◆ **WHAT YOU ARE ASKED TO DO**: Range to reproduce from the entries below: the line with "Where can you see the forested", the line with "Where can you see the asphalt", and every line in between. Give them exactly and give nothing else.

◆ **PROVIDED RECORDS**:
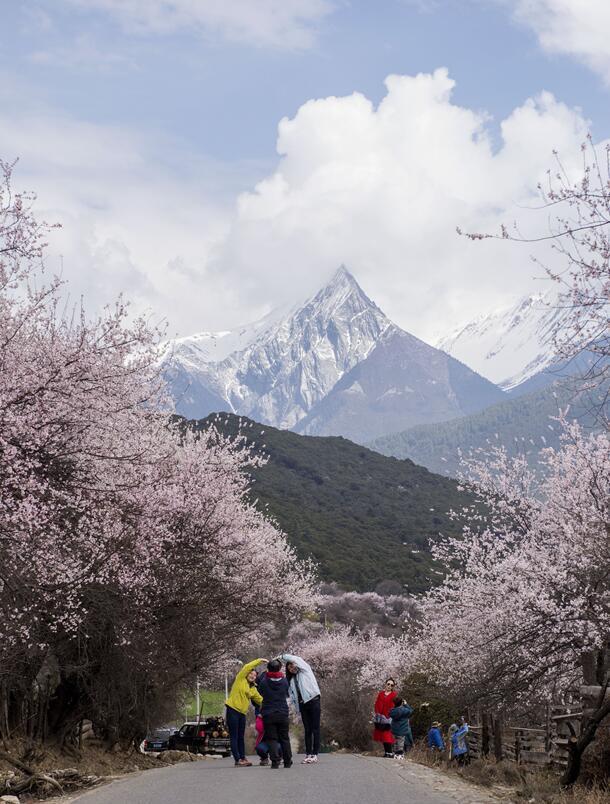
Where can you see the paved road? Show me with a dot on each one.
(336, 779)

==

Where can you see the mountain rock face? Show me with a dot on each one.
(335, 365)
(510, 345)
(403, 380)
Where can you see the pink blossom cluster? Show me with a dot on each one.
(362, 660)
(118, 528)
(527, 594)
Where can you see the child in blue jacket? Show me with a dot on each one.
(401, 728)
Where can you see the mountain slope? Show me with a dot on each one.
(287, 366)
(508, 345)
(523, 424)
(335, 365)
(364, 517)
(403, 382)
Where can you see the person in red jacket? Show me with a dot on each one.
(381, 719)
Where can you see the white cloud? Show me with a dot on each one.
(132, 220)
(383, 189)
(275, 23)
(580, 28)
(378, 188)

==

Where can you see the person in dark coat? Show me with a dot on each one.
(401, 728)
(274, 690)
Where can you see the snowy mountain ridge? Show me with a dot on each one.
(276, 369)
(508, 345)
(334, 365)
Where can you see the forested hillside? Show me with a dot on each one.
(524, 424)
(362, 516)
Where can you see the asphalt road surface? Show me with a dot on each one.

◆ **OUTPUT**:
Where can you see the forested hillside? Show me with a dot on each one.
(524, 424)
(362, 516)
Where can you see the asphalt road surface? Show me with a dot on each one.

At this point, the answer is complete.